***** ENTRIES PROVIDED *****

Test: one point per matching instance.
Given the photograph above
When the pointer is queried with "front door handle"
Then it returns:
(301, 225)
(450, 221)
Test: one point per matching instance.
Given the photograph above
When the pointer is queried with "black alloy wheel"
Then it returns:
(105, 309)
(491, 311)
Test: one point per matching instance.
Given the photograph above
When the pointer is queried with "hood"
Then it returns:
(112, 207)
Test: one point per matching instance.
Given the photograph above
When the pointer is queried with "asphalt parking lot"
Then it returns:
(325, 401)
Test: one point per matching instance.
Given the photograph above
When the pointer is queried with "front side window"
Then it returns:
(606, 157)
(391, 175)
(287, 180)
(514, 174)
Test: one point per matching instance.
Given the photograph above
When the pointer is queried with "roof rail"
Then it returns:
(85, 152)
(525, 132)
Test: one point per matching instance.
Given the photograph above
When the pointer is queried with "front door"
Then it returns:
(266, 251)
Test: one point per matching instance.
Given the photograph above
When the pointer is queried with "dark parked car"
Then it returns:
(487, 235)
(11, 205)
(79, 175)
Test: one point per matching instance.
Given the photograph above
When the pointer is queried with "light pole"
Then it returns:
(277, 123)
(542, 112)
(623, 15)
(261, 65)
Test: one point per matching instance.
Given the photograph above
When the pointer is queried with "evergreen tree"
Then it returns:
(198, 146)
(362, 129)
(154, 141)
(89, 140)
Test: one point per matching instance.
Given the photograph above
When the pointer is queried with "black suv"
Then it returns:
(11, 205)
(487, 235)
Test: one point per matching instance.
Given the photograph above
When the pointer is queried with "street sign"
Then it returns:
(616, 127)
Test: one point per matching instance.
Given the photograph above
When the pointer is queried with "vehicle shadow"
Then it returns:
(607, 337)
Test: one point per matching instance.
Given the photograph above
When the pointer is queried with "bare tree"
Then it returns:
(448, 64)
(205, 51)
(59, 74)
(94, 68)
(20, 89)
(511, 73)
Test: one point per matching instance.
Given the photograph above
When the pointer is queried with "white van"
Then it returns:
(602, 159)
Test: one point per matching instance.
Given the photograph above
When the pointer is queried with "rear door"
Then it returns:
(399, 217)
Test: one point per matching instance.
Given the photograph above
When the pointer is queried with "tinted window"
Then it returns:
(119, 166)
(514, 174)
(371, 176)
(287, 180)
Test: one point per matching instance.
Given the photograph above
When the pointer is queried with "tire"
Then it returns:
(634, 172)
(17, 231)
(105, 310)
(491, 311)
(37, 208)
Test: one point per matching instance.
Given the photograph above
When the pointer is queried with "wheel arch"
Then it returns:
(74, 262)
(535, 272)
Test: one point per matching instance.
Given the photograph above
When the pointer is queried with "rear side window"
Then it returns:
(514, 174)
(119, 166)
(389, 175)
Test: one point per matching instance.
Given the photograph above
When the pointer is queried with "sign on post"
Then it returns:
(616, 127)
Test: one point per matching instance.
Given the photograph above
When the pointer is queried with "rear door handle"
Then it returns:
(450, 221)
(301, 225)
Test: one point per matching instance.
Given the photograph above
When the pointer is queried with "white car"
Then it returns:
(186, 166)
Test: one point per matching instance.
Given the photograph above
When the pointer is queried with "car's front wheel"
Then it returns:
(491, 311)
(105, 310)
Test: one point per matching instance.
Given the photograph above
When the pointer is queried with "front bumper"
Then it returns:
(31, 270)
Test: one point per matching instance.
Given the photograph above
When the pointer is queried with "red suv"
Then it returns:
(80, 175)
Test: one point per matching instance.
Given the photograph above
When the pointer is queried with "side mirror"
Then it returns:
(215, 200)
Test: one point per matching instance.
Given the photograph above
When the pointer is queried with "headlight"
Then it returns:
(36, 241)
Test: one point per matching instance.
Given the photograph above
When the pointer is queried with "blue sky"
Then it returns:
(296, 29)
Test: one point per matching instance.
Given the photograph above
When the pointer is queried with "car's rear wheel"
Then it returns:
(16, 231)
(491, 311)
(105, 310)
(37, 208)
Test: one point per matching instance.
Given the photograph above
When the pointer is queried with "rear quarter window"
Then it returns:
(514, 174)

*****

WHAT IS ASKED:
Reproduce the listing above verbatim, from first line to last.

RESPONSE TO THE TASK:
Test: one point per matching instance.
Given the photograph above
When the pointer is queried with "front door handle"
Then it returns:
(301, 225)
(450, 221)
Test: one point per matching instance.
Given the photograph above
When the pointer is queried with "black alloy wheel"
Then it returns:
(105, 309)
(491, 311)
Test: one point per matching instance.
Given the photograph above
When the pointer is queried with "hood"
Then it returns:
(112, 207)
Test: one point per matching instance.
Given the photograph above
When the pointer is queried with "asphalt parking lot"
Then it returns:
(325, 401)
Test: one point per matching instance.
Given the photograph above
When the pointer is queried with "front side window"
Then it returns:
(606, 157)
(391, 175)
(287, 180)
(514, 174)
Test: one point per matching instance.
Given the photograph above
When the pointer is queried with "roof rail"
Then it returns:
(85, 152)
(525, 132)
Test: one point per matching instance.
Given the photograph above
When the pointer is queried with "front door"
Then it returns:
(266, 251)
Test: one point per matching instance.
Given the photograph above
When the pointer is queried with "dark parked car"
Then it returns:
(487, 235)
(11, 205)
(79, 175)
Test: one point per matching instance.
Given the photograph above
When the pointer is queried with "light pole"
Then it returns:
(277, 123)
(542, 112)
(623, 15)
(261, 65)
Test: one point per matching instance.
Given the photograph above
When the pointer is queried with "evergreen tree"
Then it returns:
(198, 146)
(362, 129)
(154, 141)
(89, 140)
Test: one point per matching instance.
Given the photograph above
When the pointer is queried with "black suv"
Then it returns:
(11, 205)
(487, 235)
Test: one point per matching instance.
Given the photograph above
When the pointer is queried with "street sign"
Then it returns:
(616, 127)
Test: one point per matching instance.
Given the photograph above
When the pointer is queried with "vehicle shadow"
Then it returns:
(607, 337)
Test: one point per matching instance.
Given the photograph above
When the pointer is queried with "bare tree"
Then it returns:
(448, 64)
(205, 51)
(59, 74)
(94, 68)
(20, 89)
(511, 73)
Test: one point per matching instance.
Given the photograph above
When the pointer is queried with "white van"
Then it returns:
(602, 159)
Test: one point per matching instance.
Given the photograph above
When the pointer is queried with "rear door"
Then it returns:
(399, 217)
Test: one point per matching instance.
Given the photograph above
When the pointer is queried with "tinted window"
Then it returns:
(119, 166)
(514, 174)
(371, 176)
(287, 180)
Test: one point per matching instance.
Given the photograph above
When the pointer is queried with "tire"
Then it returns:
(634, 172)
(17, 231)
(105, 310)
(491, 311)
(37, 208)
Test: one point per matching instance.
Given the photograph above
When the pointer is queried with "wheel arch"
Then it returns:
(74, 262)
(535, 272)
Test: one point per matching instance.
Given the photograph above
When the pointer is queried with "rear side window"
Then it returns:
(514, 174)
(119, 166)
(389, 175)
Test: one point per matching instance.
Given the photograph above
When the pointer is queried with "sign on post"
Then it returns:
(616, 127)
Test: one point per matching instance.
Given the photograph above
When the pointer is queried with "rear door handle"
Then it returns:
(450, 221)
(301, 225)
Test: one point per matching instance.
Given the photograph above
When the pointer is queried with "white car"
Then it returns:
(186, 166)
Test: one point per matching instance.
Given the photograph above
When the pointer is queried with "car's front wheel"
Then it returns:
(491, 311)
(105, 310)
Test: one point per matching instance.
Given the photograph above
When the pointer is queried with "front bumper"
Then it returns:
(31, 270)
Test: one point per matching instance.
Given the photograph above
When the pointer is queried with "red suv"
Then it returns:
(80, 175)
Test: one point per matching instance.
Given the photograph above
When the pointer is queried with "side mirror"
Then it returns:
(215, 200)
Test: one point per matching instance.
Given the photograph above
When the pointer is queried with "headlight"
Then it returns:
(36, 241)
Test: one point per matching instance.
Given the photograph above
When the pointer is queried with "blue sky"
Then it returns:
(296, 29)
Test: one point per matching instance.
Given the photograph above
When the pointer is queried with "car's rear wheel"
Then it returns:
(16, 231)
(491, 311)
(105, 310)
(37, 208)
Test: one point per matching instance.
Given the photograph above
When the pointer is queried with "rear quarter window"
Then it returns:
(514, 174)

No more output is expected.